PAGE EXCERPT:
Studio album by Choir of Young Believers
- Released: February 19, 2016
- Genre: Chamber pop; ambient pop; alternative R&B; avant pop; orchestral pop; art pop;
- Length: 58:41
- Language: English; Danish; Greek;
- Label: Ghostly International; Tigerspring;
- Producer: Aske Zidore

Choir of Young Believers chronology
| Rhine Gold (2012) | Grasque (2016) |  |

Singles from Grasque
- "Face Melting" Released: May 5, 2015; "Jeg Ser Dig" Released: September 23, 2015; "Serious Lover" Released: November 29, 2015; "Perfect Estocada" Released: January 15, 2016;

Alternative cover
- Tigerspring artwork

= Grasque =

Grasque is the third studio album by Copenhagen-based Danish chamber pop band Choir of Young Believers, released on February 19, 2016, on Ghostly International in the United States and on Tigerspring in Europe.

GIVEN PROBLEM A: Who produced the album Grasque, according to the album page?
GIVEN PROBLEM B: Continue the article on the album Grasque from where it ends.

INFORMATION SUPPLIED:
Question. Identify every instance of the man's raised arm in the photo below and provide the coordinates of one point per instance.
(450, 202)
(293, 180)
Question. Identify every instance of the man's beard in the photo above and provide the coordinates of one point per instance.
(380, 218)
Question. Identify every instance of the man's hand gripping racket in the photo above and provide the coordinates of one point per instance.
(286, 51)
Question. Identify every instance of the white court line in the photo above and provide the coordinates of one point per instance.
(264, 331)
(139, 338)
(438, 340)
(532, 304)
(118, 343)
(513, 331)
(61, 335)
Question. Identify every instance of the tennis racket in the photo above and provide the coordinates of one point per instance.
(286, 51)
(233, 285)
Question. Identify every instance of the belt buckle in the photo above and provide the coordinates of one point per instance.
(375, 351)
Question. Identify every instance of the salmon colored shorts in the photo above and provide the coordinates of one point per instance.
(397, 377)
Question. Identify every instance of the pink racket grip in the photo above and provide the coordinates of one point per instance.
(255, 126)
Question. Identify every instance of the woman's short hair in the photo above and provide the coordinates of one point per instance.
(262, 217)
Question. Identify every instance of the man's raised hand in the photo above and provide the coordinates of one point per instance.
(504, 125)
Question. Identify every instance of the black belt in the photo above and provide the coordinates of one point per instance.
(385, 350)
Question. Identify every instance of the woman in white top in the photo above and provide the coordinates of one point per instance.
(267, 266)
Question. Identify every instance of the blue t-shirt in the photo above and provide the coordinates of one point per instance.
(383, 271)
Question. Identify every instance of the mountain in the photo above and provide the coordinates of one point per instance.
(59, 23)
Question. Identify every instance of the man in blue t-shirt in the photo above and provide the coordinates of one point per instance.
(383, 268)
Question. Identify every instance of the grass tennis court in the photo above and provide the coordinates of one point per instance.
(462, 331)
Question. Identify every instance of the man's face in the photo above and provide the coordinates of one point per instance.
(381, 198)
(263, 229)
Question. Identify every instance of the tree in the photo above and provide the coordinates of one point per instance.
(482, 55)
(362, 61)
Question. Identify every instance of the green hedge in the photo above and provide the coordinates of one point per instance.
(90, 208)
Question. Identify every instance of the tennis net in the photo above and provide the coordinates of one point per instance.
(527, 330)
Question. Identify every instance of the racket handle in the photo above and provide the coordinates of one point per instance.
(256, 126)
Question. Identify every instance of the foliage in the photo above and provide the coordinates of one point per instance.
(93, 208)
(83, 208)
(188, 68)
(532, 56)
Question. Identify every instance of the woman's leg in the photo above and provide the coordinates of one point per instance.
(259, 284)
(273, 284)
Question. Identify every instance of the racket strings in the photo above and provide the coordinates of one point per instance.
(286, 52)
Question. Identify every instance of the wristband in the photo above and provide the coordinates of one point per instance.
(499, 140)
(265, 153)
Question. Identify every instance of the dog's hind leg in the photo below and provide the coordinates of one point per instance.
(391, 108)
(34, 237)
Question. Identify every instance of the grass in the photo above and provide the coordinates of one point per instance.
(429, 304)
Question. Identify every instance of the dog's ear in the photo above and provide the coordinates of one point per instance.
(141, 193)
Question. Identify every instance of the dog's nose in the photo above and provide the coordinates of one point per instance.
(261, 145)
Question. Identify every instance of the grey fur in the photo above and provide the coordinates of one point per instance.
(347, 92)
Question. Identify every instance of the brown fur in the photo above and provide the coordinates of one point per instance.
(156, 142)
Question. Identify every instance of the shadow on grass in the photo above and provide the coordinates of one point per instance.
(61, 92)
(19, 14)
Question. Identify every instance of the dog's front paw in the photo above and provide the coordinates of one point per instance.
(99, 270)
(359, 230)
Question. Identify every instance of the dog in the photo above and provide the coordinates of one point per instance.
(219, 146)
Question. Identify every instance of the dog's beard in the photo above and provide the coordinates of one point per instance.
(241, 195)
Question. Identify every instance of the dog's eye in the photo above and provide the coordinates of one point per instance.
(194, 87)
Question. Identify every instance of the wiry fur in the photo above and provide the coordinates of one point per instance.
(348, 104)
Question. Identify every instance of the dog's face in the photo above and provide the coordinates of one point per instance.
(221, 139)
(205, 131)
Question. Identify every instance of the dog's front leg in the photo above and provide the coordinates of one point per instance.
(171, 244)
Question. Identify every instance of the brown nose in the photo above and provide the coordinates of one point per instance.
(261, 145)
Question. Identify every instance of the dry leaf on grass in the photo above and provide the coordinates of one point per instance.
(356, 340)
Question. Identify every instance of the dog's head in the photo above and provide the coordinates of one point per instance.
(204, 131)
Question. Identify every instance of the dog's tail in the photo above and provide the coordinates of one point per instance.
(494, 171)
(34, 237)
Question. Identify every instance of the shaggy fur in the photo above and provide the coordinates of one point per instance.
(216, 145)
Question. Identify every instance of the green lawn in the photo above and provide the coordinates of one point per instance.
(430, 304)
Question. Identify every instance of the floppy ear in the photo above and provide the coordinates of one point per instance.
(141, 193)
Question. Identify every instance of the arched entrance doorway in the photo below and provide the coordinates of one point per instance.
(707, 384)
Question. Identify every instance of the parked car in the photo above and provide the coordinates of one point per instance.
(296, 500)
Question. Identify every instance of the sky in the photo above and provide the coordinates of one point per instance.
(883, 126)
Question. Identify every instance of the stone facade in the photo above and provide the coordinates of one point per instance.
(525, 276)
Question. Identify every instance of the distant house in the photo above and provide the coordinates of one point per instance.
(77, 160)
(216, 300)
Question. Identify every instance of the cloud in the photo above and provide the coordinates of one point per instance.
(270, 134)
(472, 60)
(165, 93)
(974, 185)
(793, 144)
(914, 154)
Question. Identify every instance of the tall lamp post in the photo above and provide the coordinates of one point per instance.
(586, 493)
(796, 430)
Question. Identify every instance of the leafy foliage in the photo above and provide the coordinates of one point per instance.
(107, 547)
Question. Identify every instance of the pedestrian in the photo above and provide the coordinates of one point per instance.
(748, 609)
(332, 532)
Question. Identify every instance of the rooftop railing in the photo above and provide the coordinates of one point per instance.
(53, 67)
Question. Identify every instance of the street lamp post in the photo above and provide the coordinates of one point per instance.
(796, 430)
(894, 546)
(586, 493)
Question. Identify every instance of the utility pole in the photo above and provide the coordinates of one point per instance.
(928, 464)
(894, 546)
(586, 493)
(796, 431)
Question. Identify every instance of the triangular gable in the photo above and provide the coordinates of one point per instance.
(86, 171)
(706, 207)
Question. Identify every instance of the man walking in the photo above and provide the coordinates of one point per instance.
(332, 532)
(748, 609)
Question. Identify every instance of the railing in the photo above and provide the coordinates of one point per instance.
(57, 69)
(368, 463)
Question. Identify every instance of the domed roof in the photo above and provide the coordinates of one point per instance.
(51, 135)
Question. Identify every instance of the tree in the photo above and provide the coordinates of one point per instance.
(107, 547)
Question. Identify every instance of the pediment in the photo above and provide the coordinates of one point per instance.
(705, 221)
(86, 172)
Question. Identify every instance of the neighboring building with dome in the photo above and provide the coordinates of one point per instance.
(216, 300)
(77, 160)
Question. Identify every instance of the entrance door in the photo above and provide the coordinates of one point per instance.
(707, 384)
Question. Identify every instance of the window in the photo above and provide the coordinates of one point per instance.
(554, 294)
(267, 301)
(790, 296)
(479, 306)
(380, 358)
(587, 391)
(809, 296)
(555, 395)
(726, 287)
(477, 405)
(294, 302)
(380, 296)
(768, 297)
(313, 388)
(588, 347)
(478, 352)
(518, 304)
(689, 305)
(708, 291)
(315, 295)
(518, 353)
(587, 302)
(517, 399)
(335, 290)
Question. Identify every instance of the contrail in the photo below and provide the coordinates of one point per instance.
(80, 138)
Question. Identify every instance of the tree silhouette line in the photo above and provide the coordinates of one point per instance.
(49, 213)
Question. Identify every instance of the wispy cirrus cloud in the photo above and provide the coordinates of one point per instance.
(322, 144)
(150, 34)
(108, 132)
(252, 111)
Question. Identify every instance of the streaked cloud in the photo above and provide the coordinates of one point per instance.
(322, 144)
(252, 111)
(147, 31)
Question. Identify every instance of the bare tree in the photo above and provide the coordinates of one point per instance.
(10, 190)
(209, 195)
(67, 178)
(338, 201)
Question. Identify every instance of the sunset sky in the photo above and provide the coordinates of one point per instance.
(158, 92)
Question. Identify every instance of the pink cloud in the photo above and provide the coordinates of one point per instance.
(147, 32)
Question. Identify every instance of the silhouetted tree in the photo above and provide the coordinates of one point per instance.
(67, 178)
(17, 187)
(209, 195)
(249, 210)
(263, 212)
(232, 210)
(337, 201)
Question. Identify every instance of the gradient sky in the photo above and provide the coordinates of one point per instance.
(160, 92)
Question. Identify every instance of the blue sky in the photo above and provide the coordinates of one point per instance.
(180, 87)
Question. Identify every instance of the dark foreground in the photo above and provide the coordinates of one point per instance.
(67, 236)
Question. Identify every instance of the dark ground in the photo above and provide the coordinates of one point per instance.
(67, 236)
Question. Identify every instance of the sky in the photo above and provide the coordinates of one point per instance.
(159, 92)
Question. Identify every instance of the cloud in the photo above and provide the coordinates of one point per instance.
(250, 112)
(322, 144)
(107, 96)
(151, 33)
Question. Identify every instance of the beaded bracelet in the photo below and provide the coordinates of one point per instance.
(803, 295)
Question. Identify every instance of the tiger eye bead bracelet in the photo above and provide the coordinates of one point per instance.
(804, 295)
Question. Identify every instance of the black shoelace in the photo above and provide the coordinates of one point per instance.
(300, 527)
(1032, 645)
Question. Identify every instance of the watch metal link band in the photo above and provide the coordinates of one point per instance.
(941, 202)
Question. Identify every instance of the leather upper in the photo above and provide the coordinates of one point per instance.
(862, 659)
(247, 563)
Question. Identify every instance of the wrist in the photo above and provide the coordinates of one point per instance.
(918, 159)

ANSWER A: Aske Zidore

ANSWER B:
The album was preceded by the singles "Face Melting", "Jeg Ser Dig", and "Serious Lover".

The album's title, Grasque, is a phonetic spelling of the Danish word "Græske", pluralis of "Greek".

==Critical reception==

Grasque received mixed to positive reviews from contemporary music critics. At Metacritic, which assigns a normalized rating out of 100 to reviews from mainstream critics, the album received an average score of 59, based on 11 reviews, which indicates "mixed or average reviews".

Cody Ray Shafer of Under the Radar praised the album, stating, "Makrigiannis' contribution to pop music is certainly underappreciated, but creatively rivaled by artists like Brian Eno and Scott Walker. Big, complicated ideas are understandably hard to execute, but Grasque is a serious exploration of the deepest reaches of pop music. But it is the gracefulness of those explorations that rival even Rhine Gold, a feat that shouldn't even be possible, but Grasque pulls it off without missing a single note."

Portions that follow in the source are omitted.